▸ **Exercise**: Copy each of the rows below word for word, leaving out the pictures.

▸ **Source data**:
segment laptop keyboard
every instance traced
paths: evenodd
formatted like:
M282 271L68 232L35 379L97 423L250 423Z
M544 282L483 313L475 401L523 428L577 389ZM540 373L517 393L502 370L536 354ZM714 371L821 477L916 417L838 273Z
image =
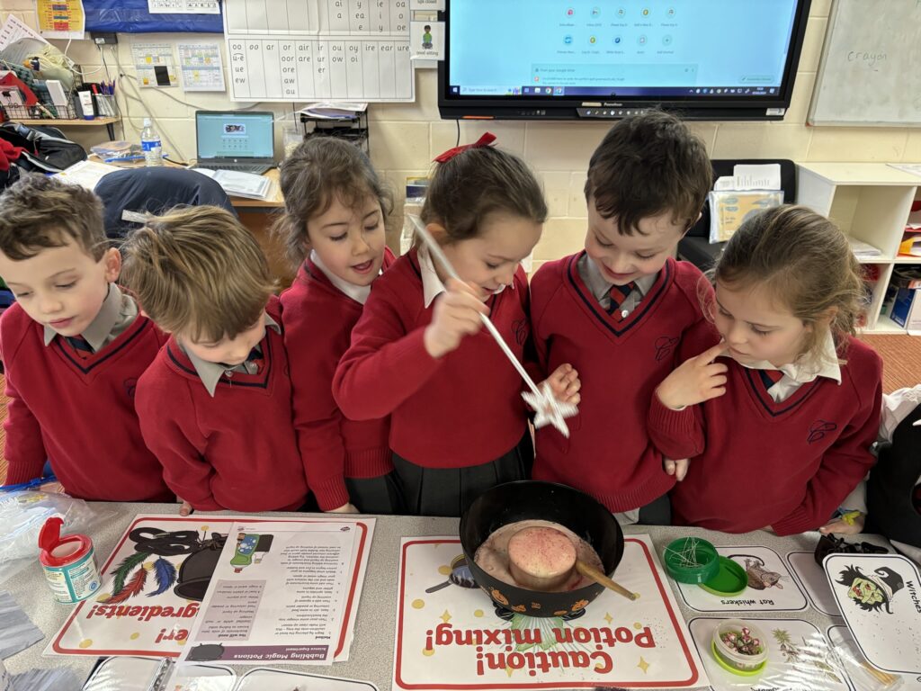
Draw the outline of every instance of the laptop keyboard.
M206 168L209 170L233 170L235 172L248 172L253 175L262 175L272 166L264 163L200 163L198 168Z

▸ **Solution**:
segment laptop keyboard
every instance traced
paths: evenodd
formatted like:
M282 271L68 232L35 379L97 423L250 423Z
M544 282L483 313L475 401L523 428L577 389ZM540 373L517 393L502 370L536 354ZM714 371L821 477L916 417L838 273Z
image =
Draw the outline of every instance of the laptop keyboard.
M206 168L209 170L233 170L235 172L248 172L253 175L262 175L272 166L264 163L200 163L198 168Z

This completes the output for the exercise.